The paper tackled the problem of self-attention networks being limited in processing hierarchical formal languages by proving they can handle bounded-depth versions, such as Dyck_{k,D}, with constructed networks achieving near-perfect accuracy in experiments.

Despite their impressive performance in NLP, self-attention networks were recently proved to be limited for processing formal languages with hierarchical structure, such as $\mathsf{Dyck}_k$, the language consisting of well-nested parentheses of $k$ types. This suggested that natural language can be approximated well with models that are too weak for formal languages, or that the role of hierarchy and recursion in natural language might be limited. We qualify this implication by proving that self-attention networks can process $\mathsf{Dyck}_{k, D}$, the subset of $\mathsf{Dyck}_{k}$ with depth bounded by $D$, which arguably better captures the bounded hierarchical structure of natural language. Specifically, we construct a hard-attention network with $D+1$ layers and $O(\log k)$ memory size (per token per layer) that recognizes $\mathsf{Dyck}_{k, D}$, and a soft-attention network with two layers and $O(\log k)$ memory size that generates $\mathsf{Dyck}_{k, D}$. Experiments show that self-attention networks trained on $\mathsf{Dyck}_{k, D}$ generalize to longer inputs with near-perfect accuracy, and also verify the theoretical memory advantage of self-attention networks over recurrent networks.

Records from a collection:

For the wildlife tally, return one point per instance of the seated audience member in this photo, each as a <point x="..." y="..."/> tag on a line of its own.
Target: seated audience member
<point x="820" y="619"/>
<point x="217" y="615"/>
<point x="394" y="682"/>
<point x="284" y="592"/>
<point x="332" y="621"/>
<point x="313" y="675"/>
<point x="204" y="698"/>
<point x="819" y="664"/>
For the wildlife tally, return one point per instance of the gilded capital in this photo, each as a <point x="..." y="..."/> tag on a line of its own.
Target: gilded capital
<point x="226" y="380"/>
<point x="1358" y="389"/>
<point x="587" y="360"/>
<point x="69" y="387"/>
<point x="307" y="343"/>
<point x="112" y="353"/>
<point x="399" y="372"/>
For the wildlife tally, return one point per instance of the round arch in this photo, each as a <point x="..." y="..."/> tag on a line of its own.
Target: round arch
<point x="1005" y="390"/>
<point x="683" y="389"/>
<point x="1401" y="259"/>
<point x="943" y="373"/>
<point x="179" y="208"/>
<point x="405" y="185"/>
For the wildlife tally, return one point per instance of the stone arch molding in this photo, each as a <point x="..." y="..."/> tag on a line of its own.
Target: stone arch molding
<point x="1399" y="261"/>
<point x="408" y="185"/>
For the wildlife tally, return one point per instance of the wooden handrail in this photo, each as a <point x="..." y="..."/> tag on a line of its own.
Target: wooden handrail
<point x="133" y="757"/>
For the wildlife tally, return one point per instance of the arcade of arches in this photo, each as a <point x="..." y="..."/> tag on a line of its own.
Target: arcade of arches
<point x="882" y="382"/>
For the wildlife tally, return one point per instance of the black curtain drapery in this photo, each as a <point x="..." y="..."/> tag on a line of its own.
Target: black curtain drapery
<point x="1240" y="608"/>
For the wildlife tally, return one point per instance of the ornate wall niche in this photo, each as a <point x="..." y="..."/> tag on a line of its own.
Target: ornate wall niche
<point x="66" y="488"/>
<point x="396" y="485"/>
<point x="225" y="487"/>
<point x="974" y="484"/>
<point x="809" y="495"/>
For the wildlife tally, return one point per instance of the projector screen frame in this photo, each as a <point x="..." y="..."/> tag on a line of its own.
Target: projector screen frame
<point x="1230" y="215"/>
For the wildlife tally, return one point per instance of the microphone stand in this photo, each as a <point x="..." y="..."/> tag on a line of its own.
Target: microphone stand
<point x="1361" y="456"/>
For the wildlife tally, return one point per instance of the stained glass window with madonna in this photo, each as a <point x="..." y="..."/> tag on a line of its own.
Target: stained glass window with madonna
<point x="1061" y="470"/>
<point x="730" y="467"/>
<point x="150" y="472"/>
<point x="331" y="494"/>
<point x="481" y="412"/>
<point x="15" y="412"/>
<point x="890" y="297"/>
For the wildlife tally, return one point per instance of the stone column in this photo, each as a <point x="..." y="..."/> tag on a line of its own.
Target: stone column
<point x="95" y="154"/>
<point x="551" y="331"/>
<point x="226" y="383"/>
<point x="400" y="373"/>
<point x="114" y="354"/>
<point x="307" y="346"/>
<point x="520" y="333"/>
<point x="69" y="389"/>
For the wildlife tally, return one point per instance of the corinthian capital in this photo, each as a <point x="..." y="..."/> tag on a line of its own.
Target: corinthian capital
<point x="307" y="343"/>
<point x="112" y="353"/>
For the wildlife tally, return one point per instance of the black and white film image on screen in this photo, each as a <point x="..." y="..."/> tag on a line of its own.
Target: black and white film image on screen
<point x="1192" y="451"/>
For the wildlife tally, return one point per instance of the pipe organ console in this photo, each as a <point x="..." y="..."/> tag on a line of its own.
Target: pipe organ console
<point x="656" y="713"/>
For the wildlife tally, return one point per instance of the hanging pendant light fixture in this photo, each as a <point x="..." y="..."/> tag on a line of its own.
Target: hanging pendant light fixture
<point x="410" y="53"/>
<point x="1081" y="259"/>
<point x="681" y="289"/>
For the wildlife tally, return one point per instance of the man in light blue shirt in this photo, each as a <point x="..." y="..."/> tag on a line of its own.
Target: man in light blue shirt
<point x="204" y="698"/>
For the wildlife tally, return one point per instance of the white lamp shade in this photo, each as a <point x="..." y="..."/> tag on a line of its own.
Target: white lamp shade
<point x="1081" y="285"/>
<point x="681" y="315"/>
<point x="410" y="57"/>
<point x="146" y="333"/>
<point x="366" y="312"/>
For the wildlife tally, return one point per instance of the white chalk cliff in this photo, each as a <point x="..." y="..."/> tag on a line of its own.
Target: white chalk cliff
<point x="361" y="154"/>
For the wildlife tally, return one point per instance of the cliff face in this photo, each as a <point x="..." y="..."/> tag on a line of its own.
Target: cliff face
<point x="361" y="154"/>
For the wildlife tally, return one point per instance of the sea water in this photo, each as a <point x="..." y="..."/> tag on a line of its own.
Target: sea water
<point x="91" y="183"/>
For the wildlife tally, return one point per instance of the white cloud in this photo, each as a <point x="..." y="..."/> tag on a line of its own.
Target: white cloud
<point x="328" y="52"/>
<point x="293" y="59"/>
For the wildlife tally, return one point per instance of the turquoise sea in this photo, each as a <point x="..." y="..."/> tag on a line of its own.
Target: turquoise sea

*Goal*
In the text on self-attention networks, how many layers does the constructed soft-attention network have?

*Answer in full*
Two layers.